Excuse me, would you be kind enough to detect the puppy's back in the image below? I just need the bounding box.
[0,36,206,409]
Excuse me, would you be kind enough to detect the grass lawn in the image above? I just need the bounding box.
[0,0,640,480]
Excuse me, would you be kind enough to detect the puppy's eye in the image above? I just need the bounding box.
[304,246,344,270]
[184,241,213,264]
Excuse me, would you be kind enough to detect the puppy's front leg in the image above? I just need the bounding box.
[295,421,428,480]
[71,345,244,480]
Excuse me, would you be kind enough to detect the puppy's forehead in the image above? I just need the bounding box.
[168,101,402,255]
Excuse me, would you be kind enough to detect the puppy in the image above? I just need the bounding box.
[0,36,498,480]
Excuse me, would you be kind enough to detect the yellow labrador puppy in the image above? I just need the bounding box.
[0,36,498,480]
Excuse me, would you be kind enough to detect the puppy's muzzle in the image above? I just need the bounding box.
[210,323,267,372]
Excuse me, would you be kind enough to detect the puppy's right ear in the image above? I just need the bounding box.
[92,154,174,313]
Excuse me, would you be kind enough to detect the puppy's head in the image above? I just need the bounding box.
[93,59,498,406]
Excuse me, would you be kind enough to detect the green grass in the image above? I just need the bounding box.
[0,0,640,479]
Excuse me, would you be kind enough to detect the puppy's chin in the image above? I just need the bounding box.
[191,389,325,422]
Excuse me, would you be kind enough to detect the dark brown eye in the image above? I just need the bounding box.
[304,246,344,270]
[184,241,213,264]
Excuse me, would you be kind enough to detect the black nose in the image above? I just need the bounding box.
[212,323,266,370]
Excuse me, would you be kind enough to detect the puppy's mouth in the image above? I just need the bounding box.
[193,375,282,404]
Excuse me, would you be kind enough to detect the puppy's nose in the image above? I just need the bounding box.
--- --- ---
Your objective: Show each line of the rows above that contains the word "nose".

Reply:
Excuse me, would you be kind enough to detect the black nose in the image above? I just need the bounding box.
Excuse me, would you be kind enough to detect the puppy's nose in the image above? I just need the bounding box.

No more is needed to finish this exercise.